Source extract:
Indicated Lecture Hours (which may also include seminars, tutorials, workshops and other contact time) are approximate and may include in-class tests where one or more of these are an assessment on the module. In-class tests are scheduled/organised separately to taught content and will be published on to student personal timetables, where they apply to taken modules, as soon as they are finalised by central administration. This will usually be after the initial publication of the teaching timetable for the relevant semester.
Reading list
https://readinglists.surrey.ac.uk
Upon accessing the reading list, please search for the module using the module code: PHYM064
Other information
Numerate academic background recommended.
The School of Mathematics and Physics is committed to developing graduates with strengths in Employability, Digital Capabilities, Global and Cultural Capabilities, Sustainability, and Resourcefulness and Resilience. This module is designed to allow students to develop knowledge, skills, and capabilities in the following areas:
Employability: The module introduces learners to a range of concepts and ideas relevant nuclear energy generation and the applications of nuclear science. Thus the skills that will be developed as part of this module will equip students with the knowledge and problem-solving skills that are required for work in the nuclear industry and in future areas related to nuclear fusion.
Sustainability: Nuclear energy offers a substantial contribution to sustainable development by providing a low-carbon, reliable, and efficient energy source. However, addressing the associated challenges, which are explored in this module, are essential to fully harness its potential and ensure a sustainable energy future.

Problems to work on:
a) Which module code does the module description give for searching the reading list?
b) Rewrite the module description from "The School of" to "to nuclear fusion.", replacing "nuclear industry" with "energy sector".
c) Translate this sentence from the module description into Spanish: "Nuclear energy offers a substantial contribution to sustainable development by providing a low-carbon, reliable, and efficient energy source."

Provided material:
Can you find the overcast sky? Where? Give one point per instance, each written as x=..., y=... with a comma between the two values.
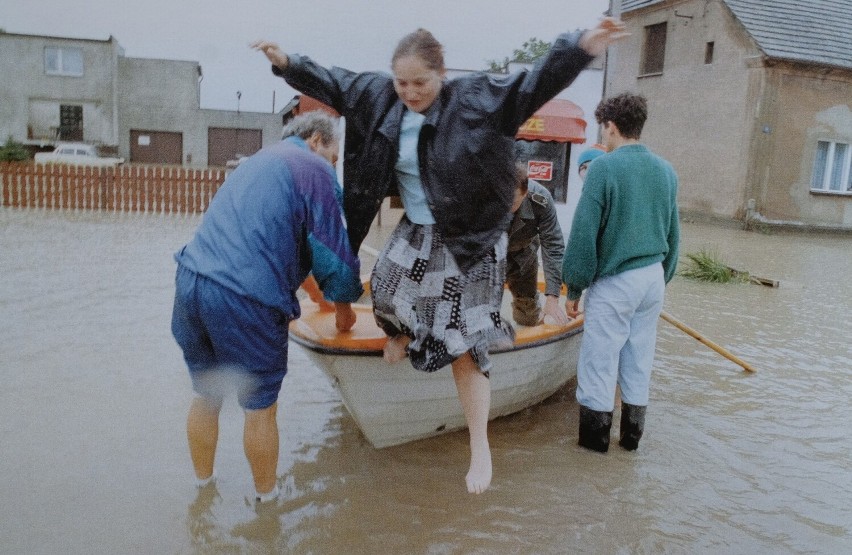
x=355, y=34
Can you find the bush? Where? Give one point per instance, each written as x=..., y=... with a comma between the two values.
x=705, y=265
x=13, y=151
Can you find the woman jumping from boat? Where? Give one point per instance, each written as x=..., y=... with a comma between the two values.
x=446, y=147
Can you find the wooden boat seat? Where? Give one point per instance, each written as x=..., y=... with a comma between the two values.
x=317, y=326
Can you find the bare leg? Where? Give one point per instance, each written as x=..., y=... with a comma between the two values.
x=475, y=395
x=395, y=348
x=260, y=441
x=202, y=431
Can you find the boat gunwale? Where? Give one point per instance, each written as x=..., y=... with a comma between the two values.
x=350, y=351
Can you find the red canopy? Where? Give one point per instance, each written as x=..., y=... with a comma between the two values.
x=559, y=120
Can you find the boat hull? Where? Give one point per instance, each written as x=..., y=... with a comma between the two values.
x=394, y=403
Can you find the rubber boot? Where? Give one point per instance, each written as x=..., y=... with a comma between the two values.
x=594, y=429
x=632, y=425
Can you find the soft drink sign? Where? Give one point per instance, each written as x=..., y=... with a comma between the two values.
x=540, y=170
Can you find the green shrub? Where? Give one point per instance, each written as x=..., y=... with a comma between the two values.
x=705, y=265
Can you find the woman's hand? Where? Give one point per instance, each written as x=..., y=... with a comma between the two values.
x=595, y=41
x=272, y=52
x=344, y=317
x=572, y=308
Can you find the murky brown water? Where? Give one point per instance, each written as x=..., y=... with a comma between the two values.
x=93, y=397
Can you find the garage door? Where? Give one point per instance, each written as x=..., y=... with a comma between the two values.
x=225, y=144
x=156, y=147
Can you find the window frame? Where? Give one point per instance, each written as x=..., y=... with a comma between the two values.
x=828, y=170
x=64, y=61
x=657, y=69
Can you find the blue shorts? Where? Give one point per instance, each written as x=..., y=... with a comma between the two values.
x=230, y=343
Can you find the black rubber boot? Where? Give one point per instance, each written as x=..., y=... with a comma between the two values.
x=594, y=429
x=632, y=425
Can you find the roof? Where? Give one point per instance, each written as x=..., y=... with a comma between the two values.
x=815, y=31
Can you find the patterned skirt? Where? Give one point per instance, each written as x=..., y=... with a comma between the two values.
x=418, y=290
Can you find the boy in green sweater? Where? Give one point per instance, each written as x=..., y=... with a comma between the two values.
x=622, y=249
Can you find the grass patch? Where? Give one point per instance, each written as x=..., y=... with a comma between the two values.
x=705, y=265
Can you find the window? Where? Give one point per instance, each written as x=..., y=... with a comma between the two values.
x=70, y=122
x=63, y=61
x=655, y=49
x=832, y=168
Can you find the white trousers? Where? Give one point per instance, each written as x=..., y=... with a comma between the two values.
x=619, y=337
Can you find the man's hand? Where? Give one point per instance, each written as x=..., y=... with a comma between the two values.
x=572, y=308
x=595, y=41
x=272, y=52
x=551, y=308
x=344, y=317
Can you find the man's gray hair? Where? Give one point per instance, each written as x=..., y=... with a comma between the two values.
x=316, y=121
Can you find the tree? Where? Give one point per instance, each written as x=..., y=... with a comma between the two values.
x=529, y=52
x=13, y=151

Solutions to the problems:
a) PHYM064

b)
The School of Mathematics and Physics is committed to developing graduates with strengths in Employability, Digital Capabilities, Global and Cultural Capabilities, Sustainability, and Resourcefulness and Resilience. This module is designed to allow students to develop knowledge, skills, and capabilities in the following areas:
Employability: The module introduces learners to a range of concepts and ideas relevant nuclear energy generation and the applications of nuclear science. Thus the skills that will be developed as part of this module will equip students with the knowledge and problem-solving skills that are required for work in the energy sector and in future areas related to nuclear fusion.

c) La energía nuclear ofrece una contribución sustancial al desarrollo sostenible al proporcionar una fuente de energía baja en carbono, fiable y eficiente.